### Provided material
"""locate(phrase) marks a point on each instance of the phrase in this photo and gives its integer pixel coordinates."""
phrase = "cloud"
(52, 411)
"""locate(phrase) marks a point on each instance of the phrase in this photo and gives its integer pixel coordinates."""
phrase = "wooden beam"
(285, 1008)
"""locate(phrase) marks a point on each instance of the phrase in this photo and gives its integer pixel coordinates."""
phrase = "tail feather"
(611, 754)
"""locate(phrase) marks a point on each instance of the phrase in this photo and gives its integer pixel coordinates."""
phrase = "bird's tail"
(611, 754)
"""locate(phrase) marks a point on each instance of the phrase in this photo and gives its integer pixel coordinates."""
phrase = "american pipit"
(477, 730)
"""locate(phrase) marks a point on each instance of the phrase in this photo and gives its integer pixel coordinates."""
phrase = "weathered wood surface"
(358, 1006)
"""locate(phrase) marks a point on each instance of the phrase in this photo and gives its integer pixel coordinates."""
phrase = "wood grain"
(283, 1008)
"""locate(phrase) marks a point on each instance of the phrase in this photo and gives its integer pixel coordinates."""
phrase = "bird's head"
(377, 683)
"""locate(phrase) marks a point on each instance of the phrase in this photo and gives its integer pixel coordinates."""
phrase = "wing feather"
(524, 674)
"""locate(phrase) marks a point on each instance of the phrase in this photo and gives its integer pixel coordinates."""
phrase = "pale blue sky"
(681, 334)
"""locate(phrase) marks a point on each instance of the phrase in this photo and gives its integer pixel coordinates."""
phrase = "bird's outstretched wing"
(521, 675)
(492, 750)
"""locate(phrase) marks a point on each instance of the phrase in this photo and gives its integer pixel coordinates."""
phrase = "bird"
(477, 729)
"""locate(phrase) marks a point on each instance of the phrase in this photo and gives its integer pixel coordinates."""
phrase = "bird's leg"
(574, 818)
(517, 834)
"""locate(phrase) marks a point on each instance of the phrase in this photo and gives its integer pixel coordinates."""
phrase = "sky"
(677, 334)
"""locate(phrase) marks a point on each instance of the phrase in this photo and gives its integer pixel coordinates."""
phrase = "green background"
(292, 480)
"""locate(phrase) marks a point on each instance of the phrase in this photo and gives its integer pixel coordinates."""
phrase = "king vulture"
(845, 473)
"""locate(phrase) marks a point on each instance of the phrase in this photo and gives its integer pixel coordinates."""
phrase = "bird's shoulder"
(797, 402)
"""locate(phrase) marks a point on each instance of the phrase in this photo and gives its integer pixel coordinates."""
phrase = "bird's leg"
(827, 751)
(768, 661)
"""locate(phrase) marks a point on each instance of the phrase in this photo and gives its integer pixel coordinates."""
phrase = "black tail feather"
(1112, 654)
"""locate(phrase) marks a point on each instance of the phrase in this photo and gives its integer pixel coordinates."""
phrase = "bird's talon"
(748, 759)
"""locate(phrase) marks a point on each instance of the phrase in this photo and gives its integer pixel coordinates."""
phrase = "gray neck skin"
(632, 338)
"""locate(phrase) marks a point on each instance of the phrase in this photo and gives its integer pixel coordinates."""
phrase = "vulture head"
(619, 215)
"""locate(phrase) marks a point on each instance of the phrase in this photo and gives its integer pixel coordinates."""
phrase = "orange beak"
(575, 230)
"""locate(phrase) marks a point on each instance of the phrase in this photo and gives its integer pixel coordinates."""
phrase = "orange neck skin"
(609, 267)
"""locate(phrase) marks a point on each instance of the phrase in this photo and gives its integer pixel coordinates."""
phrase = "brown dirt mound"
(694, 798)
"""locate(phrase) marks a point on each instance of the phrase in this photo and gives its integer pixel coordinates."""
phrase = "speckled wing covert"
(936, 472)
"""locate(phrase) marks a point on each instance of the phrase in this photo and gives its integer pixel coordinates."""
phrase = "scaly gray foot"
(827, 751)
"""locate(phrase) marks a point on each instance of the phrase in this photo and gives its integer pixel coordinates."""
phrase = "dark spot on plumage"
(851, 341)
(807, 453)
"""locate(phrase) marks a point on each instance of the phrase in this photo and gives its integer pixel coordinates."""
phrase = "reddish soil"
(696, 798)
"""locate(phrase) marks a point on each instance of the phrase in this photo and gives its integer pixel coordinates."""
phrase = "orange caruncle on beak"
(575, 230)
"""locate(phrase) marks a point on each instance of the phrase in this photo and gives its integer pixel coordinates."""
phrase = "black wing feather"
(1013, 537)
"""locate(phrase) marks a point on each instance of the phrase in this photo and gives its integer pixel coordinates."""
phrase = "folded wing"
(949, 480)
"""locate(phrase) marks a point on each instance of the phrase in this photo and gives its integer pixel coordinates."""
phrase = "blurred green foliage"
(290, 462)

### Written exercise
Restate all of the entries above precisely.

### Output of the task
"""locate(phrase) marks a point on each instance of the phrase in this photo and gives its integer pixel coordinates."""
phrase = "cloud"
(52, 411)
"""locate(phrase) marks a point on each instance of the phrase in this photo and gives its integer pixel coordinates."""
phrase = "wooden beam"
(285, 1008)
"""locate(phrase) marks a point on each instance of the phrase in this photo and gives its integer pixel coordinates."""
phrase = "tail feather"
(611, 754)
"""locate(phrase) marks a point on each instance of the phrase in this photo and gives its integer pixel coordinates."""
phrase = "bird's tail"
(611, 754)
"""locate(phrase) marks a point on each instance of the phrase in this photo and gives its integer pixel coordinates."""
phrase = "american pipit"
(477, 730)
"""locate(phrase) marks a point on each instance of the phrase in this photo and gives its integer pixel coordinates."""
phrase = "weathered wood surface"
(358, 1006)
"""locate(phrase) marks a point on each instance of the phrase in this photo and gives its integer pixel coordinates."""
phrase = "wood grain"
(283, 1008)
"""locate(phrase) marks a point on each instance of the phrase in this photo and gives its integer pixel coordinates."""
phrase = "bird's head"
(377, 683)
"""locate(phrase) marks a point on each instance of the phrase in this photo and gives its integer pixel coordinates."""
phrase = "wing feather"
(524, 674)
"""locate(phrase) marks a point on each instance of the phrase in this photo and gives its integer pixel coordinates."""
phrase = "pale blue sky"
(681, 334)
"""locate(phrase) marks a point on each instance of the phrase in this photo and gives its integer pixel coordinates."""
phrase = "bird's outstretched wing"
(521, 675)
(492, 750)
"""locate(phrase) marks a point on each instance of the phrase in this photo and gives its integer pixel coordinates."""
phrase = "bird"
(477, 729)
"""locate(phrase) marks a point on each instance of the phrase in this photo and gives its integer pixel coordinates."""
phrase = "bird's leg"
(574, 818)
(517, 834)
"""locate(phrase) marks a point on each instance of the phrase in this photo and gives its integer pixel coordinates."""
phrase = "sky"
(677, 334)
"""locate(phrase) marks a point on each instance of the phrase in this photo and gives its integer pixel coordinates."""
phrase = "green background"
(292, 480)
"""locate(phrase) marks a point on each instance of the phrase in this photo and gives its integer pixel coordinates."""
phrase = "king vulture"
(845, 473)
"""locate(phrase) marks a point on each instance of the phrase in this photo and gives its integer pixel coordinates."""
phrase = "bird's shoulder"
(797, 402)
"""locate(phrase) marks a point on each instance of the phrase in this photo and gives its integer pixel coordinates."""
phrase = "bird's leg"
(827, 751)
(768, 661)
"""locate(phrase) marks a point on each instance of the phrase in this photo and gives its integer pixel coordinates."""
phrase = "black tail feather"
(1112, 654)
"""locate(phrase) marks a point on each instance of the phrase in this photo and gives its integer pixel coordinates."""
phrase = "bird's talon"
(748, 759)
"""locate(phrase) marks a point on each instance of the phrase in this photo and gives its integer pixel coordinates."""
phrase = "gray neck skin"
(632, 338)
"""locate(phrase) marks a point on each instance of the phrase in this photo and gives its integer pixel coordinates."""
phrase = "vulture head"
(619, 215)
"""locate(phrase) marks a point on each instance of the phrase in this photo and gives its integer pixel coordinates."""
phrase = "orange beak"
(575, 230)
"""locate(phrase) marks a point on each instance of the phrase in this photo and gives its integer pixel coordinates."""
phrase = "orange neck skin"
(609, 267)
"""locate(phrase) marks a point on each instance of the phrase in this photo and gives its integer pixel coordinates."""
phrase = "brown dirt mound"
(694, 798)
"""locate(phrase) marks a point on each instance of the phrase in this photo and gives its integer pixel coordinates."""
phrase = "speckled wing covert"
(936, 472)
"""locate(phrase) marks a point on each instance of the phrase in this photo and gives its integer pixel coordinates."""
phrase = "scaly gray foot"
(827, 751)
"""locate(phrase) marks a point on each instance of the phrase in this photo and gives its integer pixel coordinates."""
phrase = "dark spot on plumage"
(851, 341)
(807, 453)
"""locate(phrase) marks a point on each instance of the phrase in this photo and gives its integer pixel coordinates."""
phrase = "reddish soil"
(696, 798)
"""locate(phrase) marks a point on each instance of the phrase in this photo and gives its integer pixel coordinates."""
phrase = "orange caruncle on beak"
(575, 230)
"""locate(phrase) marks a point on each instance of the phrase in this photo and gives its integer pixel coordinates."""
phrase = "black wing feather"
(1013, 537)
"""locate(phrase) marks a point on each instance of the phrase in this photo and gives its integer pixel coordinates."""
phrase = "folded wing"
(949, 480)
"""locate(phrase) marks a point on each instance of the phrase in this photo and gives its integer pixel coordinates."""
phrase = "blurred green foliage"
(290, 462)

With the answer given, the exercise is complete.